*** Selected passage Section Begins ***

Many modernists decry the practice of forms. Most notably practitioners of Bruce Lee’s Jeet Kune Do for many years cried the futility of fixed positions and forms. What is little known however is that Bruce Lee himself practiced the Sil Lum Tao religiously everyday, for this was the only form that he was taught formally. Repetition of the Sil Lum Tao develops flexibility in the shoulders and chest so necessary for correct elbow position to control the centreline (Pic3). Even many of today’s Jeet Kune Do practitioners practice forms, including its head Dan Inosanto, as dhuras (forms) are a compulsory component of the Serak (pronounced Ser-ah) System of Penjak Silat, which is widely endorsed by JKD.
When forms are spoken of in a martial arts context many think instantly of solo, empty hand sets. This is not necessarily a true image of forms. Particularly within Chinese systems, where weapons sets are numerous together with multiple person sets, using both empty hand and weapons (Pic4&5).
Fighting with a weapon is an undertaking far more unnatural to the beginner than the practice of empty hand fighting. Here the practice of forms to initiate fundamental manipulation and principles of the weapon are invaluable. Continuos repetition of the set will ensure that the weapon and the person body move harmoniously and unison (Pic6).
Two man sets, armed and empty hand, develop timing, spatial awareness as well as confidence in movement and posture. What is sometimes overlooked, eclectic martial artists and JKD practitioners, is that the Filipino practice of Sambrada (Pic7,8) is nothing but a short two man set repeated over and over again to develop timing, spatial awareness and confidence in movement.
The length depth and awkwardness of stances is often a reason for the dismissal of the relevance of forms as an aid in the development of combat understanding. Low stances help build discipline, develop flexibility and strength in the legs (Pic 2). Moving from through deep, long stances in forms only aids in the speed and explosiveness in movement when fighting in more combat orientated postures. It also helps develop range of motion and strength through the hip joints so rarely used in today’s society even by most modern martial artists. Other stances, which seem awkward, teach us to play with balance (pic9) and how to use the energy from stumble to recover and still deliver accurate strikes. What people also fail to identify these traditional stances can act as effective transitional stances in both empty hand (pic 10, 11) and armed combat (pic 12, 13).

*** Selected passage Section Ends ***

What you will do =>
(1) In the passage on martial arts forms, which form did Bruce Lee practice every day?
(2) Using the passage on martial arts forms, explain why Jeet Kune Do practitioners such as Dan Inosanto practice forms.
(3) Please print the passage on martial arts forms word for word, beginning at "The length depth" and stopping after "(pic 12, 13).".

*** Data listing Section Begins ***

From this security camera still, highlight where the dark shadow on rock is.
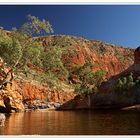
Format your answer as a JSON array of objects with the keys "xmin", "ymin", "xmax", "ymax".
[{"xmin": 0, "ymin": 106, "xmax": 9, "ymax": 113}]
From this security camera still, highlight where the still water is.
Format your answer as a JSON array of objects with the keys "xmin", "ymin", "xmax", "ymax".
[{"xmin": 0, "ymin": 111, "xmax": 140, "ymax": 135}]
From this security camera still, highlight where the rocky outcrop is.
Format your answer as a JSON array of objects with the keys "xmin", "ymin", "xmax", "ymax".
[
  {"xmin": 134, "ymin": 47, "xmax": 140, "ymax": 64},
  {"xmin": 35, "ymin": 35, "xmax": 134, "ymax": 79},
  {"xmin": 0, "ymin": 35, "xmax": 138, "ymax": 112},
  {"xmin": 0, "ymin": 113, "xmax": 6, "ymax": 126}
]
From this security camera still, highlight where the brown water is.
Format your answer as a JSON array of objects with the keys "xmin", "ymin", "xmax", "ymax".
[{"xmin": 0, "ymin": 111, "xmax": 140, "ymax": 135}]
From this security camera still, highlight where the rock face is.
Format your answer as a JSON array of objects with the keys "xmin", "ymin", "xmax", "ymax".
[
  {"xmin": 134, "ymin": 47, "xmax": 140, "ymax": 64},
  {"xmin": 0, "ymin": 113, "xmax": 6, "ymax": 126},
  {"xmin": 0, "ymin": 35, "xmax": 135, "ymax": 112},
  {"xmin": 36, "ymin": 35, "xmax": 134, "ymax": 78}
]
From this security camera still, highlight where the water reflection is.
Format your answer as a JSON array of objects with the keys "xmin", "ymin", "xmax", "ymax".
[{"xmin": 0, "ymin": 111, "xmax": 140, "ymax": 135}]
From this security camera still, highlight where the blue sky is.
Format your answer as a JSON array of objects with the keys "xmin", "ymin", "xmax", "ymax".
[{"xmin": 0, "ymin": 5, "xmax": 140, "ymax": 48}]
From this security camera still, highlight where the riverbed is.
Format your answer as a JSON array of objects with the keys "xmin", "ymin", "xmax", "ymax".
[{"xmin": 0, "ymin": 110, "xmax": 140, "ymax": 135}]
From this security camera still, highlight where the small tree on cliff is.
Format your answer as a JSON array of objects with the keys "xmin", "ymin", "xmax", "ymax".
[{"xmin": 0, "ymin": 15, "xmax": 53, "ymax": 85}]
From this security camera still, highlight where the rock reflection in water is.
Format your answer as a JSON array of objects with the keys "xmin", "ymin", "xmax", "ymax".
[{"xmin": 0, "ymin": 111, "xmax": 140, "ymax": 135}]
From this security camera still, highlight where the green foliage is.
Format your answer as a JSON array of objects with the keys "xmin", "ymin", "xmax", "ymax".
[
  {"xmin": 0, "ymin": 36, "xmax": 22, "ymax": 66},
  {"xmin": 18, "ymin": 15, "xmax": 53, "ymax": 36},
  {"xmin": 0, "ymin": 15, "xmax": 53, "ymax": 69},
  {"xmin": 115, "ymin": 73, "xmax": 140, "ymax": 93}
]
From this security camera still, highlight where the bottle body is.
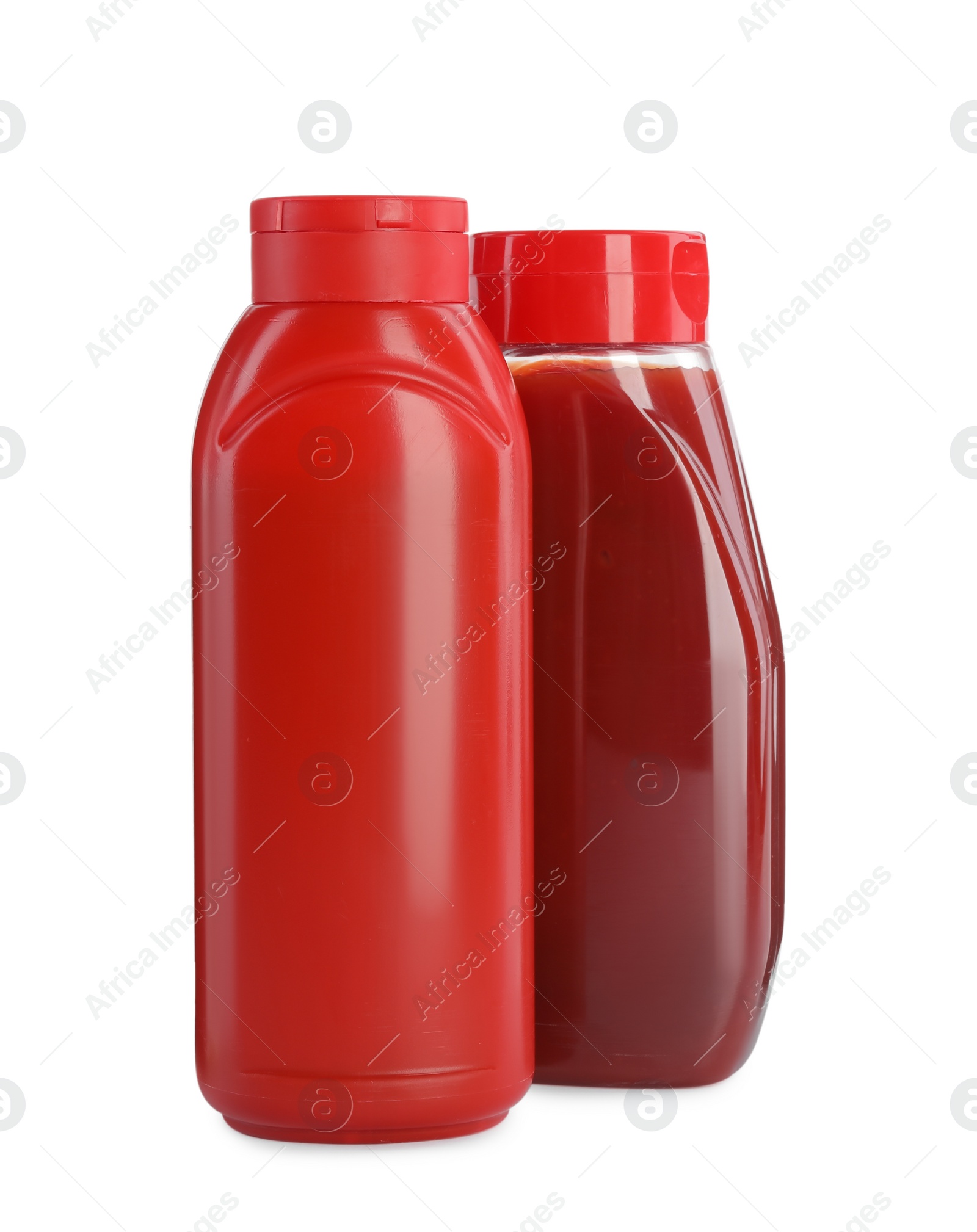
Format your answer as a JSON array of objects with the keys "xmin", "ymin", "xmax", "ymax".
[
  {"xmin": 194, "ymin": 302, "xmax": 537, "ymax": 1142},
  {"xmin": 505, "ymin": 344, "xmax": 783, "ymax": 1085}
]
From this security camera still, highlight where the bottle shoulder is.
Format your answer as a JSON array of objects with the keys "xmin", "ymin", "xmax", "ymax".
[{"xmin": 195, "ymin": 302, "xmax": 525, "ymax": 456}]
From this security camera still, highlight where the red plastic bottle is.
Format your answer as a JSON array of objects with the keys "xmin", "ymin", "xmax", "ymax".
[
  {"xmin": 474, "ymin": 231, "xmax": 783, "ymax": 1087},
  {"xmin": 194, "ymin": 197, "xmax": 534, "ymax": 1142}
]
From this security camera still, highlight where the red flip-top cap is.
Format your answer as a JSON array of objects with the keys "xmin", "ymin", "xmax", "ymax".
[
  {"xmin": 252, "ymin": 197, "xmax": 468, "ymax": 303},
  {"xmin": 473, "ymin": 230, "xmax": 708, "ymax": 345}
]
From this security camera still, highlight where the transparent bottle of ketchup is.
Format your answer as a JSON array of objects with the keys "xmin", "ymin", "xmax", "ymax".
[{"xmin": 474, "ymin": 231, "xmax": 783, "ymax": 1087}]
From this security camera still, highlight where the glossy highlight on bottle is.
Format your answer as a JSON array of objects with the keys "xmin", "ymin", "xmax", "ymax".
[{"xmin": 194, "ymin": 197, "xmax": 534, "ymax": 1142}]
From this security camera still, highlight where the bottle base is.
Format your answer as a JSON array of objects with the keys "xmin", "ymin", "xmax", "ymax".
[{"xmin": 224, "ymin": 1112, "xmax": 507, "ymax": 1146}]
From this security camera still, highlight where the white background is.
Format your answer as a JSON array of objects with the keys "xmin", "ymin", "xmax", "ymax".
[{"xmin": 0, "ymin": 0, "xmax": 977, "ymax": 1232}]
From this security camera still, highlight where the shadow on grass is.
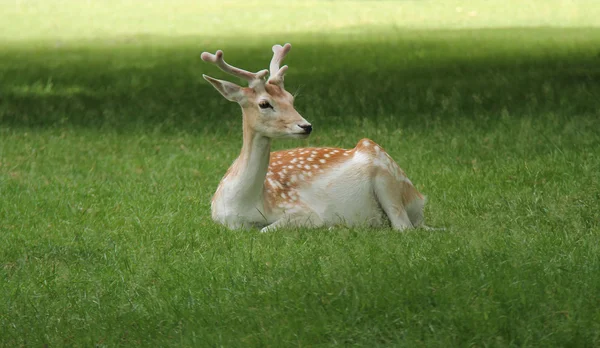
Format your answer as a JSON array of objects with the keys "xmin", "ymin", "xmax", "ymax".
[{"xmin": 0, "ymin": 28, "xmax": 600, "ymax": 132}]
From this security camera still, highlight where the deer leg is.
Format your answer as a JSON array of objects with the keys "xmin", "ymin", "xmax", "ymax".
[
  {"xmin": 260, "ymin": 212, "xmax": 323, "ymax": 233},
  {"xmin": 374, "ymin": 170, "xmax": 414, "ymax": 231}
]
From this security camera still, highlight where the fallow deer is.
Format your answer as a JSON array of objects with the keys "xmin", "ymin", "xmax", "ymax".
[{"xmin": 201, "ymin": 43, "xmax": 425, "ymax": 232}]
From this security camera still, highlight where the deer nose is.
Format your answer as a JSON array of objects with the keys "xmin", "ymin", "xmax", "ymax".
[{"xmin": 298, "ymin": 124, "xmax": 312, "ymax": 134}]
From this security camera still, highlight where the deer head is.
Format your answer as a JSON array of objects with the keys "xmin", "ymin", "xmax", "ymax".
[{"xmin": 201, "ymin": 43, "xmax": 312, "ymax": 138}]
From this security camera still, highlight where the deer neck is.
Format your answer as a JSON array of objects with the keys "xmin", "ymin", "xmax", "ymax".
[{"xmin": 226, "ymin": 117, "xmax": 271, "ymax": 204}]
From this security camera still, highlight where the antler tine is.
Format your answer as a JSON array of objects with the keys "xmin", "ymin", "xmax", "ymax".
[
  {"xmin": 269, "ymin": 43, "xmax": 292, "ymax": 83},
  {"xmin": 200, "ymin": 50, "xmax": 269, "ymax": 82}
]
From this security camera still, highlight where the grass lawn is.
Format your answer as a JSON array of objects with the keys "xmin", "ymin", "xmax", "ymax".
[{"xmin": 0, "ymin": 0, "xmax": 600, "ymax": 347}]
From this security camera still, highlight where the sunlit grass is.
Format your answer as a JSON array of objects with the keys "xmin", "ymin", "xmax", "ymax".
[{"xmin": 0, "ymin": 1, "xmax": 600, "ymax": 347}]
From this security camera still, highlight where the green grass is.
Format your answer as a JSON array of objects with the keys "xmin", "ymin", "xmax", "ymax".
[{"xmin": 0, "ymin": 0, "xmax": 600, "ymax": 347}]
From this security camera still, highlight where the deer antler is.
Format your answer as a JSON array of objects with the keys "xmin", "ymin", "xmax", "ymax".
[
  {"xmin": 269, "ymin": 43, "xmax": 292, "ymax": 84},
  {"xmin": 200, "ymin": 50, "xmax": 269, "ymax": 82}
]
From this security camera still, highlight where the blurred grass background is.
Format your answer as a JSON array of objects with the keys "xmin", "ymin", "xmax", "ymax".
[{"xmin": 0, "ymin": 0, "xmax": 600, "ymax": 347}]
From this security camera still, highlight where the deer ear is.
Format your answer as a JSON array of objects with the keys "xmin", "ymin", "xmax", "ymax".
[{"xmin": 202, "ymin": 75, "xmax": 245, "ymax": 103}]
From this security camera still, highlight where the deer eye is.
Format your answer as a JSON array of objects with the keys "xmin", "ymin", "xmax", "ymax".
[{"xmin": 258, "ymin": 100, "xmax": 273, "ymax": 110}]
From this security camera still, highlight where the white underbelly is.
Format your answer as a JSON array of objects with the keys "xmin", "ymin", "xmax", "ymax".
[{"xmin": 298, "ymin": 156, "xmax": 387, "ymax": 226}]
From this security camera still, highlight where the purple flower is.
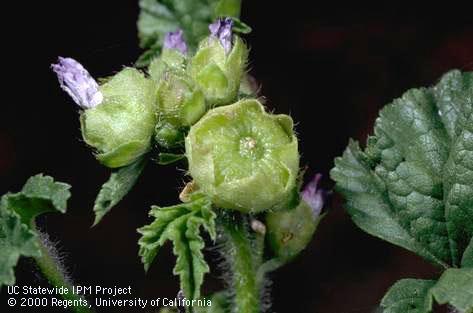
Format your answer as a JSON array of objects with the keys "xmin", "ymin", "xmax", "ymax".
[
  {"xmin": 51, "ymin": 57, "xmax": 103, "ymax": 109},
  {"xmin": 301, "ymin": 173, "xmax": 325, "ymax": 218},
  {"xmin": 164, "ymin": 29, "xmax": 187, "ymax": 54},
  {"xmin": 209, "ymin": 17, "xmax": 233, "ymax": 53}
]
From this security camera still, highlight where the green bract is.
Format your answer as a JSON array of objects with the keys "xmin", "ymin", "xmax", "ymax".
[
  {"xmin": 266, "ymin": 200, "xmax": 321, "ymax": 260},
  {"xmin": 81, "ymin": 68, "xmax": 156, "ymax": 168},
  {"xmin": 186, "ymin": 100, "xmax": 299, "ymax": 212},
  {"xmin": 189, "ymin": 35, "xmax": 248, "ymax": 105}
]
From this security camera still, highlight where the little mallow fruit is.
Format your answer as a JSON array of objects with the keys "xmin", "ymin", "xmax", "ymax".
[
  {"xmin": 185, "ymin": 99, "xmax": 299, "ymax": 213},
  {"xmin": 52, "ymin": 58, "xmax": 156, "ymax": 168}
]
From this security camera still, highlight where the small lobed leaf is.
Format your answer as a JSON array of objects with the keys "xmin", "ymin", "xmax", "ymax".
[
  {"xmin": 431, "ymin": 268, "xmax": 473, "ymax": 313},
  {"xmin": 381, "ymin": 278, "xmax": 435, "ymax": 313},
  {"xmin": 0, "ymin": 174, "xmax": 71, "ymax": 287},
  {"xmin": 331, "ymin": 71, "xmax": 473, "ymax": 268},
  {"xmin": 94, "ymin": 156, "xmax": 148, "ymax": 226},
  {"xmin": 138, "ymin": 194, "xmax": 216, "ymax": 299}
]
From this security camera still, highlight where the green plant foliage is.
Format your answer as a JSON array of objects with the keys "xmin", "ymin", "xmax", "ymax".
[
  {"xmin": 0, "ymin": 174, "xmax": 71, "ymax": 287},
  {"xmin": 138, "ymin": 194, "xmax": 216, "ymax": 299},
  {"xmin": 186, "ymin": 99, "xmax": 299, "ymax": 213},
  {"xmin": 137, "ymin": 0, "xmax": 242, "ymax": 67},
  {"xmin": 94, "ymin": 157, "xmax": 148, "ymax": 225},
  {"xmin": 431, "ymin": 268, "xmax": 473, "ymax": 313},
  {"xmin": 331, "ymin": 70, "xmax": 473, "ymax": 312}
]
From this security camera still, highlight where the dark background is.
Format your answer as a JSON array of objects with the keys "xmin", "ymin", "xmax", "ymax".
[{"xmin": 0, "ymin": 1, "xmax": 473, "ymax": 313}]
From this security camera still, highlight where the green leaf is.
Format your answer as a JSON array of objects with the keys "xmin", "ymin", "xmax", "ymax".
[
  {"xmin": 0, "ymin": 174, "xmax": 71, "ymax": 287},
  {"xmin": 138, "ymin": 194, "xmax": 216, "ymax": 299},
  {"xmin": 431, "ymin": 268, "xmax": 473, "ymax": 313},
  {"xmin": 94, "ymin": 156, "xmax": 148, "ymax": 226},
  {"xmin": 137, "ymin": 0, "xmax": 241, "ymax": 67},
  {"xmin": 381, "ymin": 279, "xmax": 435, "ymax": 313},
  {"xmin": 461, "ymin": 237, "xmax": 473, "ymax": 267},
  {"xmin": 331, "ymin": 71, "xmax": 473, "ymax": 268}
]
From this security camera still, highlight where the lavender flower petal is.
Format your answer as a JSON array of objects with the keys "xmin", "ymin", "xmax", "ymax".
[
  {"xmin": 301, "ymin": 174, "xmax": 325, "ymax": 218},
  {"xmin": 209, "ymin": 17, "xmax": 233, "ymax": 54},
  {"xmin": 163, "ymin": 29, "xmax": 187, "ymax": 54},
  {"xmin": 51, "ymin": 57, "xmax": 103, "ymax": 109}
]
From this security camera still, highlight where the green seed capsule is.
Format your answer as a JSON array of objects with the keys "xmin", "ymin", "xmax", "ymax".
[
  {"xmin": 189, "ymin": 35, "xmax": 248, "ymax": 106},
  {"xmin": 266, "ymin": 200, "xmax": 320, "ymax": 261},
  {"xmin": 80, "ymin": 68, "xmax": 156, "ymax": 168},
  {"xmin": 185, "ymin": 100, "xmax": 299, "ymax": 212}
]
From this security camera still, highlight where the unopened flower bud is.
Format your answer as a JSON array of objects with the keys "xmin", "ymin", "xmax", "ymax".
[
  {"xmin": 148, "ymin": 30, "xmax": 187, "ymax": 82},
  {"xmin": 81, "ymin": 68, "xmax": 156, "ymax": 168},
  {"xmin": 51, "ymin": 57, "xmax": 103, "ymax": 109},
  {"xmin": 188, "ymin": 19, "xmax": 248, "ymax": 106},
  {"xmin": 185, "ymin": 99, "xmax": 299, "ymax": 213}
]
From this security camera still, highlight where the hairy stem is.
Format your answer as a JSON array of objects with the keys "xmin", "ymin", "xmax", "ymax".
[
  {"xmin": 221, "ymin": 214, "xmax": 262, "ymax": 313},
  {"xmin": 32, "ymin": 222, "xmax": 94, "ymax": 313}
]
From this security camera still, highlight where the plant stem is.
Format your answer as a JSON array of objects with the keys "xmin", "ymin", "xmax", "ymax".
[
  {"xmin": 32, "ymin": 222, "xmax": 94, "ymax": 313},
  {"xmin": 222, "ymin": 214, "xmax": 262, "ymax": 313}
]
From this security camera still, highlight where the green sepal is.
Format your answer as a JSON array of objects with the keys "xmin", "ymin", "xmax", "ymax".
[
  {"xmin": 266, "ymin": 200, "xmax": 325, "ymax": 262},
  {"xmin": 331, "ymin": 71, "xmax": 473, "ymax": 268},
  {"xmin": 0, "ymin": 174, "xmax": 71, "ymax": 287},
  {"xmin": 148, "ymin": 49, "xmax": 187, "ymax": 82},
  {"xmin": 158, "ymin": 152, "xmax": 186, "ymax": 165},
  {"xmin": 185, "ymin": 99, "xmax": 299, "ymax": 213},
  {"xmin": 188, "ymin": 35, "xmax": 248, "ymax": 106},
  {"xmin": 138, "ymin": 193, "xmax": 216, "ymax": 299},
  {"xmin": 80, "ymin": 68, "xmax": 156, "ymax": 168},
  {"xmin": 154, "ymin": 119, "xmax": 185, "ymax": 149},
  {"xmin": 431, "ymin": 268, "xmax": 473, "ymax": 313},
  {"xmin": 461, "ymin": 237, "xmax": 473, "ymax": 267},
  {"xmin": 93, "ymin": 156, "xmax": 148, "ymax": 226},
  {"xmin": 381, "ymin": 278, "xmax": 435, "ymax": 313}
]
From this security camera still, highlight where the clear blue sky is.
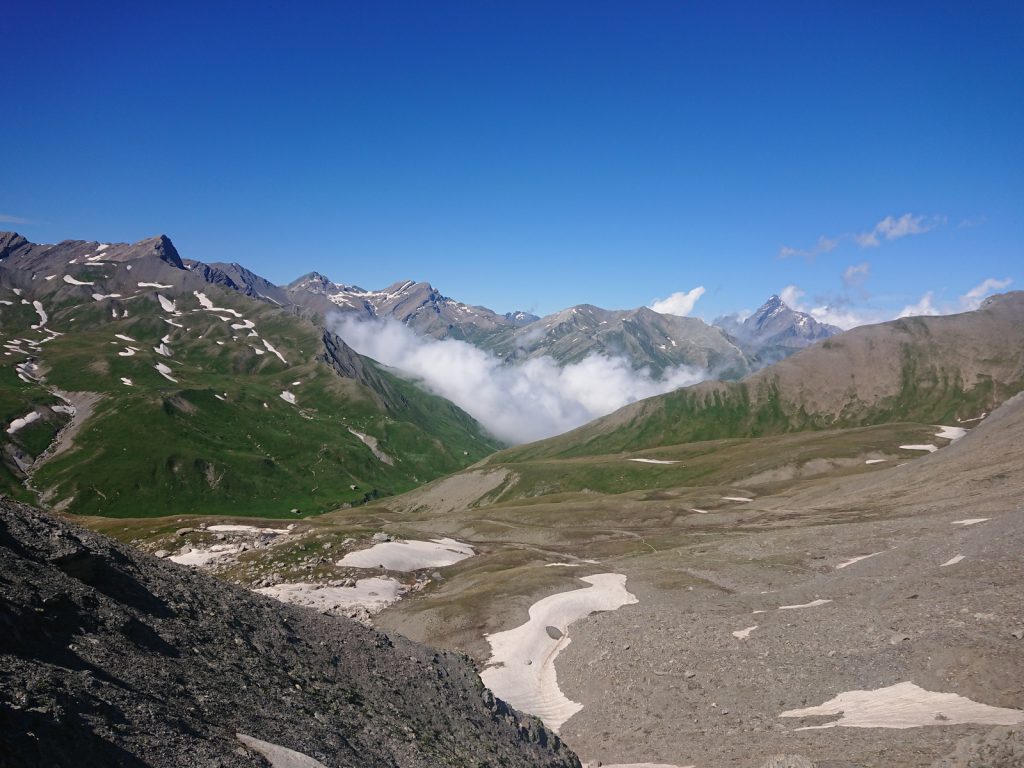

*** Data listing Section Ends ***

Answers to the tasks =>
(1) The Sil Lum Tao.

(2) Forms, called dhuras, are a compulsory component of the Serak System of Penjak Silat. Jeet Kune Do widely endorses that system.

(3)
The length depth and awkwardness of stances is often a reason for the dismissal of the relevance of forms as an aid in the development of combat understanding. Low stances help build discipline, develop flexibility and strength in the legs (Pic 2). Moving from through deep, long stances in forms only aids in the speed and explosiveness in movement when fighting in more combat orientated postures. It also helps develop range of motion and strength through the hip joints so rarely used in today’s society even by most modern martial artists. Other stances, which seem awkward, teach us to play with balance (pic9) and how to use the energy from stumble to recover and still deliver accurate strikes. What people also fail to identify these traditional stances can act as effective transitional stances in both empty hand (pic 10, 11) and armed combat (pic 12, 13).